START Dataset entries

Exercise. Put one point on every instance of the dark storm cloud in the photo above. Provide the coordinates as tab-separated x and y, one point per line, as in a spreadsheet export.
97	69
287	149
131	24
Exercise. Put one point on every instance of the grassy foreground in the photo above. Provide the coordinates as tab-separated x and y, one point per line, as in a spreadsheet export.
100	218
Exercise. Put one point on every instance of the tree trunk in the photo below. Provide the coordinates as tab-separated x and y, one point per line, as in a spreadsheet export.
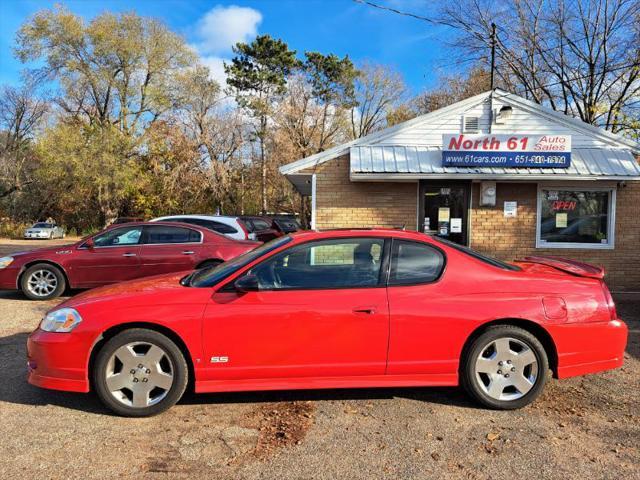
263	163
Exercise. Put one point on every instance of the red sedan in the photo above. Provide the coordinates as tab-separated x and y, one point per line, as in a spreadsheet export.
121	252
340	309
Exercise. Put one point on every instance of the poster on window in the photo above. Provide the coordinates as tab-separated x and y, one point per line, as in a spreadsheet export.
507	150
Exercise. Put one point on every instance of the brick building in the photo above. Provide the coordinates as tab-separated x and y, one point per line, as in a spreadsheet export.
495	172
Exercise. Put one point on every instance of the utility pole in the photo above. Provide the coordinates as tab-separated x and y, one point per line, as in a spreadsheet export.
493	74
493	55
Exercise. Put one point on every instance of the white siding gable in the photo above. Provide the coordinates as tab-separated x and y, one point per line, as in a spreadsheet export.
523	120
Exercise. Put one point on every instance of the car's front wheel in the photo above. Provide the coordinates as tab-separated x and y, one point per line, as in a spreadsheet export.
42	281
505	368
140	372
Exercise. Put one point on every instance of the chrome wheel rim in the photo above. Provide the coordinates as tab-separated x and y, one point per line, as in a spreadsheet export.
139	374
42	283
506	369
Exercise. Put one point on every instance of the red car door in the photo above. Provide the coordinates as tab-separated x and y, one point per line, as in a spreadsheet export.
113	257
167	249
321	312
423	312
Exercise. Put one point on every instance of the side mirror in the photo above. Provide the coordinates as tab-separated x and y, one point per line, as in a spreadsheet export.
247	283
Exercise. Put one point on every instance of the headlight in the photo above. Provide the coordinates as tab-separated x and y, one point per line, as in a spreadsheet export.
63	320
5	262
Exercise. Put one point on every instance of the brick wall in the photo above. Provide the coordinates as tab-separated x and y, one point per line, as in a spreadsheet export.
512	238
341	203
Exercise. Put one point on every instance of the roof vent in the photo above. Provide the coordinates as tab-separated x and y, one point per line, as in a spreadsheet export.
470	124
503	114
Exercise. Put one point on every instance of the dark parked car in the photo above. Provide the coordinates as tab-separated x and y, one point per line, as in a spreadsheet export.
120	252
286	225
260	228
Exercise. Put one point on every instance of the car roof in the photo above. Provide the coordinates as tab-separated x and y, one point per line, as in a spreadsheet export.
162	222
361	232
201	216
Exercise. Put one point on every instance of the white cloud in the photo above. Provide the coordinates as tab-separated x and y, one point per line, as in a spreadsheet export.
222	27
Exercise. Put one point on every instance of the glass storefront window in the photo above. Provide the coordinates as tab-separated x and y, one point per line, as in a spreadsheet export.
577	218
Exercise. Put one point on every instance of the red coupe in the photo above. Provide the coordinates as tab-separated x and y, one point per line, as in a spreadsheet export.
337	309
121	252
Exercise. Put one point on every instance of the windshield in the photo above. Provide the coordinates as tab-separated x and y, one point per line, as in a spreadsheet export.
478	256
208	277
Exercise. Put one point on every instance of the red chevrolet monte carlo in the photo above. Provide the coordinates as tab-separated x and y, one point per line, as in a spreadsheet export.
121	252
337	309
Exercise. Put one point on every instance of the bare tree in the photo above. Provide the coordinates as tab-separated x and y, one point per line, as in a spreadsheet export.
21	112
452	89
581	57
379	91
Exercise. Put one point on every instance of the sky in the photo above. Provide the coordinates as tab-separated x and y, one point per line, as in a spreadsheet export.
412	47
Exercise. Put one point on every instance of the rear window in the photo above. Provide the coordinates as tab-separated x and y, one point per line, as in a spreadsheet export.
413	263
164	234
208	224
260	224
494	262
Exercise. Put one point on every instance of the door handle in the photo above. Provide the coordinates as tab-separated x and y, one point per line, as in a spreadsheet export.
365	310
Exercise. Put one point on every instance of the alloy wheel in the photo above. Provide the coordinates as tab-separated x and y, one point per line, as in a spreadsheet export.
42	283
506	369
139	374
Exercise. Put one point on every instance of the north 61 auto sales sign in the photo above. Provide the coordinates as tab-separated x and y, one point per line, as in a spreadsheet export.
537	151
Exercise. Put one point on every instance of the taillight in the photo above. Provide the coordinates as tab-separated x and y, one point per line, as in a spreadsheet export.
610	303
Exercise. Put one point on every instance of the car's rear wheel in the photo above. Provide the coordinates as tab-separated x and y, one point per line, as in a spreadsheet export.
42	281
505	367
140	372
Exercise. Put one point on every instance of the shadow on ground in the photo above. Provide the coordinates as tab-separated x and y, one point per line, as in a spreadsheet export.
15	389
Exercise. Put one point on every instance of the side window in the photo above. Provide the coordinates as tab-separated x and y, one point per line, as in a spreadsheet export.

END Dataset entries

- **Exercise**
Pictures appear in the records above. Output everything except them, exactly.

- **Problem solution**
Exercise. Put one point on every instance of the dark storm cloud in the photo above. Provide the coordinates as tab-separated x and y, one point per line, as in a spreadsheet export.
97	69
287	149
131	24
Exercise. Put one point on every instance of the grassy foreground in the photo above. Provide the coordinates as tab-separated x and y, one point per line, as in a spreadsheet export.
100	218
Exercise. Put one point on every instance of the tree trunk in the photo below. Provide the coordinates as tab-separated x and y, one point per line, as in a spreadsheet export.
263	163
Exercise. Put one point on every instance of the red sedan in the photo above. Provide the coordinates as tab-separated x and y, one point per line, as in a spreadsheet export.
121	252
340	309
Exercise. Put one point on every instance of the poster on window in the photo above. Provide the coordinates as tab-separated x and y, one point per line, as in a spreadsheet export.
507	150
Exercise. Put one point on every instance of the brick building in the photo above. Provide the coordinates as tab-separated x and y, one point per line, as in a spreadsheet export.
495	172
Exercise. Put one point on every instance of the utility pole in the photo above. Provide the coordinates as tab-separated x and y, one point per line, as in a spreadsheet export.
493	74
493	55
Exercise. Put one point on every instance of the white siding gable in the photo above. Provide the coordinates as tab-separated x and y, one point per line, as in a spreadsheet export.
523	120
Exercise. Put one point on every instance of the car's front wheel in the photo above. Provide the coordinates as tab-separated x and y, one point per line, as in a spreadsheet export.
42	281
505	368
140	372
Exercise. Put one point on every instance of the chrome wheel rim in the photo above. Provide the coordinates as tab-separated x and y, one point per line, as in a spreadsheet export.
139	374
42	283
506	369
Exercise. Put one point on every instance of the red car door in the photo above. Provide the coordinates as tab-separated x and y, one point per line, as in a spreadsheet export.
113	257
167	249
321	312
423	312
Exercise. Put one point on every instance of the side mirror in the photo above. Provide the coordinates as tab-separated x and y, one point per line, as in a spreadsheet export.
247	283
Exercise. Put one point on every instance of the headlight in the photo above. Provide the coordinates as tab-separated x and y, one point per line, as in a spreadsheet export.
63	320
5	262
Exercise. Put one point on every instance of the brick wall in the photo above. Provide the coordinates as tab-separated x and y, one point per line, as in a spreadsheet export.
512	238
341	203
Exercise. Put one point on every instance of the roof vent in the photo above. Provide the coordinates as tab-separated x and y, one point per line, as in a spreadsheet export.
470	124
503	114
Exercise. Put one point on every instance of the dark parked car in the photo above. Provide the coordinates as tab-separated x and y, one point per line, as in a spreadsheet export.
120	252
286	225
260	228
Exercise. Put one point on every instance of the car roof in the photo above. Provide the coordinates as tab-separated x and y, one point per line, as in a spreadsheet export.
162	222
361	232
201	216
Exercise. Put one point on every instance of the white cloud in the photo above. Provide the coordinates as tab-separated x and y, one point per line, as in a spreadsheet export.
222	27
Exercise. Put one point on every instance of the glass storefront window in the photo above. Provide the coordinates as tab-separated x and y, one point per line, as in a spreadsheet export.
577	218
Exercise. Put one point on every instance of the red coupe in the photo above. Provide the coordinates as tab-separated x and y, one point per line, as in a spreadsheet export.
337	309
121	252
Exercise. Put one point on every instance of the windshield in the photo above. Provide the coordinates as tab-separated x and y, one point per line, as in a spreadsheet export.
478	256
208	277
Exercise. Put one point on every instance of the red chevrolet monte carlo in the photo above. Provide the coordinates as tab-separated x and y, one point per line, as in a spreadsheet export.
121	252
337	309
Exercise. Put one point on every instance of the bare tree in the photo above. Provide the coordinates as tab-separated x and y, one point per line, as in a spreadsheet export.
21	112
452	89
581	57
379	91
Exercise. Put one point on every instance of the sky in the photo above. Provide the coordinates as tab-separated x and y, one point per line, as in a spreadsheet export.
412	47
Exercise. Put one point on every instance of the rear window in the photo above. Provide the coordinates as tab-separated x and y, one point per line, as in a spreadsheet export.
413	263
164	234
208	224
260	224
494	262
Exercise. Put one point on every instance of the door handle in the photo above. Provide the coordinates as tab-separated x and y, one point per line, as in a spreadsheet export.
365	310
Exercise. Put one point on every instance of the alloy wheel in the photo above. Provide the coordinates as tab-separated x and y, one point per line, as in a spreadsheet export.
42	283
506	369
139	374
Exercise. Put one point on every instance of the north 61 auto sales sign in the photo above. Provide the coordinates as tab-separated x and y, one point per line, as in a spreadsheet export.
537	151
Exercise. Put one point on every instance of the taillight in the photo above. Provide the coordinates as tab-separated x and y, one point per line, as in a spreadsheet export.
610	303
Exercise. Put one point on every instance of the car's rear wheel in the photo above. Provide the coordinates as tab-separated x and y, one point per line, as in a spreadsheet export.
42	281
505	367
140	372
Exercise. Put one point on every instance of the shadow on ground in the photo above. Provide the coordinates as tab-separated x and y, one point per line, as in a spreadsheet export.
15	389
Exercise. Put one point on every instance of the side window in the photo above. Provide the coordinates as tab-separated x and y, one point per line, as in a spreadsheet export.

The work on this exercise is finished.